### Exercise goal
Repeat the listing in full, exactly as it stands.

### Data excerpts
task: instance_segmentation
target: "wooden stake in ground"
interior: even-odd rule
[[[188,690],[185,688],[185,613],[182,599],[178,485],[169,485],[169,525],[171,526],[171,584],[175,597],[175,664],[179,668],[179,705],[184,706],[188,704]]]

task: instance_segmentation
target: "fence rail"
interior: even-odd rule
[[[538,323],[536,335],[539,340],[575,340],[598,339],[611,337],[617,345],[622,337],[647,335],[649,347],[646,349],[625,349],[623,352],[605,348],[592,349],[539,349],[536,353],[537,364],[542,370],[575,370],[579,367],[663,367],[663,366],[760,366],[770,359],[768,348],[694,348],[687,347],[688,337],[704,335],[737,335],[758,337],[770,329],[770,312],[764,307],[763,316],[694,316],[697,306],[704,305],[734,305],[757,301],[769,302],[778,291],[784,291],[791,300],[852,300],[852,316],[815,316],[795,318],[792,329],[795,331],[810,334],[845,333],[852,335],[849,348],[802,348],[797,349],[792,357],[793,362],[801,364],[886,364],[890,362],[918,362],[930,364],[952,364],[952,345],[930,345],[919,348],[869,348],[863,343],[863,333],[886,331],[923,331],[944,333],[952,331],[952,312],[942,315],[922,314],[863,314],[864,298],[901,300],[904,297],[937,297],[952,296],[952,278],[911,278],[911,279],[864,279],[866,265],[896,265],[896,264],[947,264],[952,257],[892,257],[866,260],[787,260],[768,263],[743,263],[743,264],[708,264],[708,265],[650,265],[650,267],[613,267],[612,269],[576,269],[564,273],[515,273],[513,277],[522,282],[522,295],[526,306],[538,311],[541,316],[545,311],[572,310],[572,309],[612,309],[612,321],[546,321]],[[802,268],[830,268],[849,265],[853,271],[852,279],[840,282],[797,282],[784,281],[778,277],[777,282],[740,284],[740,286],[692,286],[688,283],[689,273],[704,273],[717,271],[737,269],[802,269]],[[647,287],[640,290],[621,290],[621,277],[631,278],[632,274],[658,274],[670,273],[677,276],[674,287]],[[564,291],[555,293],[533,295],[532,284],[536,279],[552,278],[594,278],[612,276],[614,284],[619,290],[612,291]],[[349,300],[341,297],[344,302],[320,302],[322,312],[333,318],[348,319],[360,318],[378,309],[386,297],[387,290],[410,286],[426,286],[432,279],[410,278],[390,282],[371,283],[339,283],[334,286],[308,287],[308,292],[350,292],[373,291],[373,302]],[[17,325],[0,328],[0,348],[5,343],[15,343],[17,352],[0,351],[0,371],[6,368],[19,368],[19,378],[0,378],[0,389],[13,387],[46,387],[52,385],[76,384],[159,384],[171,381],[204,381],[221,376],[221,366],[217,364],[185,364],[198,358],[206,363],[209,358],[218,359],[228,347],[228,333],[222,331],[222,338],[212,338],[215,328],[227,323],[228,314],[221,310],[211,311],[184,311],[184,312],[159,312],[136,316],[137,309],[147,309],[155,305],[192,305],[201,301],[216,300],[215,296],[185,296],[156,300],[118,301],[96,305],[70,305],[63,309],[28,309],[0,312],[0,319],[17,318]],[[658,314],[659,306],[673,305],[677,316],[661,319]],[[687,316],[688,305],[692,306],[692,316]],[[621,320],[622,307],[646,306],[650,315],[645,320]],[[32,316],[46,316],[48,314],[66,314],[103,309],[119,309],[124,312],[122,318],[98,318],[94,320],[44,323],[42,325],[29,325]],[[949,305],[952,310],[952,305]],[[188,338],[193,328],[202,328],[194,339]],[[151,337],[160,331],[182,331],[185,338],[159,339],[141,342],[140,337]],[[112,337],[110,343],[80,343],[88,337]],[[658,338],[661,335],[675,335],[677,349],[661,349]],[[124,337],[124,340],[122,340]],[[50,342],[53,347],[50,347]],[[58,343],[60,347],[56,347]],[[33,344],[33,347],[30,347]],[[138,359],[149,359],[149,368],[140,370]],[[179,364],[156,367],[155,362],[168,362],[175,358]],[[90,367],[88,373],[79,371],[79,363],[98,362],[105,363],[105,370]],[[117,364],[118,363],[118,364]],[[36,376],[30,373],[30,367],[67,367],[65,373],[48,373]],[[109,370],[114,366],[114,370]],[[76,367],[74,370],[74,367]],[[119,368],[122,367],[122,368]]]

### Solution to the exercise
task: instance_segmentation
target: "wooden stake in ground"
interior: even-odd rule
[[[188,690],[185,688],[185,613],[182,599],[178,485],[169,485],[169,525],[171,526],[171,584],[175,597],[175,664],[179,668],[179,705],[184,706],[188,704]]]

task: instance_segmentation
target: "fence rail"
interior: even-odd rule
[[[538,323],[536,335],[539,340],[575,340],[598,339],[611,337],[617,345],[622,337],[647,335],[649,347],[646,349],[625,349],[623,352],[605,348],[592,349],[539,349],[536,353],[537,364],[542,370],[575,370],[579,367],[663,367],[663,366],[760,366],[770,359],[768,348],[694,348],[687,347],[688,337],[704,335],[737,335],[758,337],[770,329],[770,312],[764,307],[763,316],[694,316],[697,306],[704,305],[734,305],[757,301],[769,302],[778,291],[784,291],[791,300],[852,300],[852,316],[815,316],[795,318],[792,329],[795,331],[810,334],[845,333],[852,335],[849,348],[802,348],[797,349],[792,357],[793,362],[801,364],[886,364],[890,362],[918,362],[930,364],[952,364],[952,345],[930,345],[919,348],[869,348],[863,343],[863,333],[886,331],[923,331],[944,333],[952,331],[952,312],[942,315],[922,314],[863,314],[864,298],[901,300],[904,297],[937,297],[952,296],[952,278],[911,278],[911,279],[864,279],[866,265],[896,265],[896,264],[947,264],[952,257],[892,257],[866,260],[787,260],[768,263],[743,263],[743,264],[708,264],[708,265],[650,265],[650,267],[613,267],[612,269],[576,269],[564,273],[515,273],[513,277],[522,282],[522,295],[526,306],[538,311],[541,316],[545,311],[572,310],[572,309],[612,309],[612,321],[546,321]],[[802,268],[830,268],[849,265],[853,271],[852,279],[840,282],[797,282],[784,281],[778,277],[777,282],[740,284],[740,286],[692,286],[688,283],[689,273],[704,273],[717,271],[737,269],[802,269]],[[647,287],[640,290],[621,290],[621,277],[631,278],[632,274],[658,274],[670,273],[677,276],[674,287]],[[564,291],[555,293],[533,295],[532,284],[536,279],[552,278],[594,278],[612,276],[614,284],[619,290],[612,291]],[[349,300],[341,297],[344,302],[320,302],[322,312],[333,318],[348,319],[360,318],[378,309],[386,297],[387,290],[410,286],[426,286],[432,279],[410,278],[390,282],[371,283],[339,283],[334,286],[308,287],[308,292],[350,292],[373,291],[373,302]],[[17,325],[0,328],[0,348],[5,343],[15,343],[17,352],[0,351],[0,371],[6,368],[19,368],[19,378],[0,378],[0,389],[13,387],[46,387],[52,385],[76,384],[159,384],[171,381],[204,381],[221,376],[221,366],[217,364],[185,364],[198,358],[206,363],[209,358],[218,359],[228,347],[228,333],[222,331],[222,338],[212,338],[215,328],[227,323],[228,314],[221,310],[211,311],[184,311],[184,312],[159,312],[136,316],[137,309],[147,309],[155,305],[192,305],[201,301],[216,300],[215,296],[185,296],[156,300],[118,301],[96,305],[70,305],[63,309],[28,309],[0,312],[0,319],[17,318]],[[658,314],[659,306],[673,305],[677,316],[661,319]],[[687,316],[688,305],[692,306],[692,316]],[[621,320],[622,307],[646,306],[650,315],[645,320]],[[32,316],[46,316],[48,314],[66,314],[103,309],[119,309],[124,312],[122,318],[98,318],[94,320],[44,323],[42,325],[29,325]],[[949,305],[952,310],[952,305]],[[188,338],[193,328],[202,328],[194,339]],[[151,337],[160,331],[182,331],[185,338],[159,339],[141,342],[140,337]],[[112,337],[110,343],[80,343],[88,337]],[[658,338],[661,335],[675,335],[677,349],[661,349]],[[124,337],[124,340],[122,340]],[[50,342],[53,347],[50,347]],[[58,343],[60,347],[56,347]],[[33,344],[33,347],[30,347]],[[138,359],[149,359],[149,368],[140,370]],[[179,364],[156,367],[155,362],[168,362],[175,358]],[[90,367],[88,373],[79,371],[79,363],[98,362],[105,363],[105,370]],[[117,364],[118,363],[118,364]],[[36,376],[30,373],[30,367],[67,367],[65,373],[48,373]],[[109,370],[114,366],[114,370]],[[76,367],[74,370],[74,367]],[[119,368],[122,367],[122,368]]]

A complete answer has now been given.